* _WRITTEN EXERCISE 1_: In the records, copy every line from the line with "Where can the roof" through the end of the records, requests included, and multiply each coordinate in the answers by 0.25, rounding to whole numbers with halves rounded up.

+++

# Drainage Question.



## Bill_in_PDX (Jun 12, 2009)

I'm currinetly redoing a part of my front yard to house my garden railroad. One section is 13'x16'. The house sits on one of the 16' sides with the driveway on the other 16' side. I will be adding 2 layers of landscape stone around the driveway perimeter to bring up the level for a rock garden/stream area. My concern is once it is built up abit, will the water run off towards the house be a issue?? I havent had any issues with water on the foundation before but I rather be safe than sorry now. Would a simple trench with a layer of gravel..like a creek bed be alright or should I go all out and put a french drain in?? Thanks ahead of time Bill


----------



## Mike Reilley (Jan 2, 2008)

Posted By Bill_in_PDX on 06/16/2009 8:23 PM
...My concern is once it is built up a bit, will the water run off towards the house be a issue?? ... Would a simple trench with a layer of gravel..like a creek bed be alright or should I go all out and put a french drain in?? Thanks ahead of time Bill 


You NEVER want water running towards a house. While you can put in all kinds of rainfall diversion systems, none are fool proof.


Now...can you engineer a raised garden railroad area that is higher than your bottom floor...sure. Where it sits, you build up, install french drains along at least along the walls on the inside of the walls..but you do NOT change the grade from the house so that land slopes down to the house (I'm assuming the land now slopes down away from the house in all directions). It's OK to have a swale in the ground that is about 5' out from the house to carry water away from or along the house to a lower elevation. The swale should be in the center technically...meaning a 10' separation from the house to any raised bed for the GRR...but I can't see why the swale couldn't be at the base of a wall on the edge of your GRR area. This is an area where your building department can tell you the rules. There are setback issues too if you build walls.


When it comes to a swale (creekbed as you call it) or a french drain...always go simple. French drains and sump pumps are the items of last choice IMHO.


----------



## Bill_in_PDX (Jun 12, 2009)

Thanks Mike... 

Yes water towards the house is bad. Simple is good. 

The area was already humped in the middle. Not much...perhaps 4". My border on the driveway side is going to go up 6" Soil is clay as well. 

I never had drainage issues in this area before...just trying not to create a new problem is all. 

Bill


----------



## White Deer RR (May 15, 2009)

Fellow NW resident here--also clay soil. I've had some minor ponding in the winter in a non-railroad part of my yard after installing some pre-cast concrete borders, planting a tree and having neighbors pile bark dust against the fence. In short, in the winter the water absolutely must have somewhere to go. At a certain point clay just won't take any more water.


We had a neighbor who had "French drains" installed but they were traditional French drains in that they simply had gravel at the bottom with no outlet pipe connected. The next owners had to re-do them with drains connected to outlets.


I was concerned about drainage on my short oval of track in a flower bed next to the house, so I did a sub-roadbed of about two inches of crushed rock and a couple of "culverts" made out of PVC pipe painted gray. I probably overbuilt it actually. No problems with drainage on the small railroad.


Maybe some mini-culverts would work for you? PVC is so cheap, easy to conceal and if they prove unneeded easy to remove and replace with ballast or soil. Just an idea.


Best!


----------

+++

* _WRITTEN EXERCISE 2_: Summarize the drainage thread in two sentences.

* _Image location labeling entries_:
+++

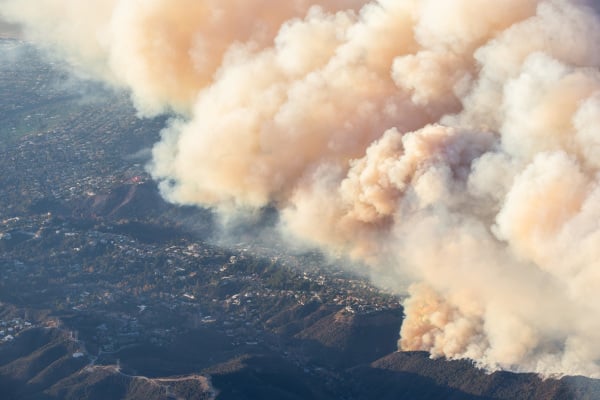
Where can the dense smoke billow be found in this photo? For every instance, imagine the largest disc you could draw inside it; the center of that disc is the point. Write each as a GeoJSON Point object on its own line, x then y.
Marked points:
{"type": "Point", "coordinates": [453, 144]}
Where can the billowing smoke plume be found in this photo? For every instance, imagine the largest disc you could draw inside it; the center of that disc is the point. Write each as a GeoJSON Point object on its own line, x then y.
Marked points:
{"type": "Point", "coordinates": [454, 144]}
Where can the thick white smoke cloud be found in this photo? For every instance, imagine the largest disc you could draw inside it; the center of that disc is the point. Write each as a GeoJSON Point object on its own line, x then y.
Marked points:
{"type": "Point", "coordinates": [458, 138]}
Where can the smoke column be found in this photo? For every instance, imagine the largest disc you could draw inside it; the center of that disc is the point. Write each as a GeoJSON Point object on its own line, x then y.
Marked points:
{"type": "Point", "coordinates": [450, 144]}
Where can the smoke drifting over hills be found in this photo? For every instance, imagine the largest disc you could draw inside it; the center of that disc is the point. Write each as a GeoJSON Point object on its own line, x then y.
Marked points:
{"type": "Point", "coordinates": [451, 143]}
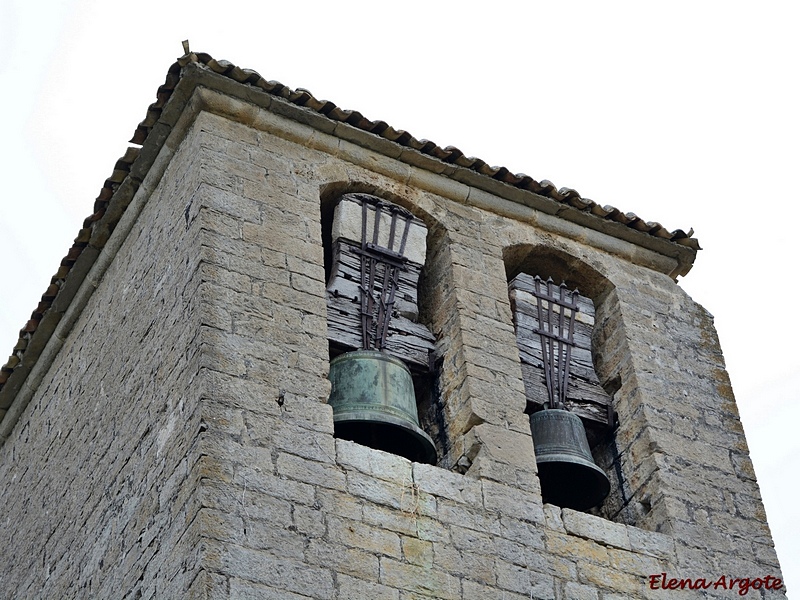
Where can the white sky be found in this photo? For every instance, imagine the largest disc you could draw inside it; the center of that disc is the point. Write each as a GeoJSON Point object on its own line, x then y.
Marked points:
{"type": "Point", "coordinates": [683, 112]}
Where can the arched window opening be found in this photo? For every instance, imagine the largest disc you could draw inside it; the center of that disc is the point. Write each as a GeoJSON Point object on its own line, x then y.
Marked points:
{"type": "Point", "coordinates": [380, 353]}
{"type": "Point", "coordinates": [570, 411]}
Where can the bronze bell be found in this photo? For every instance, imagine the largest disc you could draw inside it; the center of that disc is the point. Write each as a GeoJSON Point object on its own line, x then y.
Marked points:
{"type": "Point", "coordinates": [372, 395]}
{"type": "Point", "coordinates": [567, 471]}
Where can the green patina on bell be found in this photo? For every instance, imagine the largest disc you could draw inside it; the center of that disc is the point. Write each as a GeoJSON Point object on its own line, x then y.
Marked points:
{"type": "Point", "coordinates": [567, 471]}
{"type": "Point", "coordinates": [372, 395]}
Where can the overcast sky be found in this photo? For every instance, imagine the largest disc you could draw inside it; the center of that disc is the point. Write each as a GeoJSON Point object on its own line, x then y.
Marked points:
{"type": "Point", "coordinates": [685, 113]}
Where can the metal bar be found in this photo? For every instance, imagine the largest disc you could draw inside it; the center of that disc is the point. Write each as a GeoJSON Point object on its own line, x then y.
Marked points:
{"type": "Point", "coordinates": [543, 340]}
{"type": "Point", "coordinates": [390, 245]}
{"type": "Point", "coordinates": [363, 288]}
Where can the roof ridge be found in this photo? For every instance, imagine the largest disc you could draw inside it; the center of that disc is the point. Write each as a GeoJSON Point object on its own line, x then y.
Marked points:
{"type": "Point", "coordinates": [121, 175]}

+++

* _TASK OUTPUT 1_:
Where can the roof ridge be found in this photo? For every instance, imagine the largest disc you could draw inside it; the center of that disc is the point. Write each as a GeoJSON Point object on its own line, x then y.
Marked points:
{"type": "Point", "coordinates": [30, 44]}

* _TASK OUTPUT 2_: A poster planning to raise part of a front yard for a garden railroad asks whether runoff toward the house will become a problem and whether a gravel trench or a French drain would be better. One reply warns never to let water run toward a house and recommends a simple swale over French drains, while another resident with clay soil describes a crushed-rock sub-roadbed with PVC culverts and suggests mini-culverts.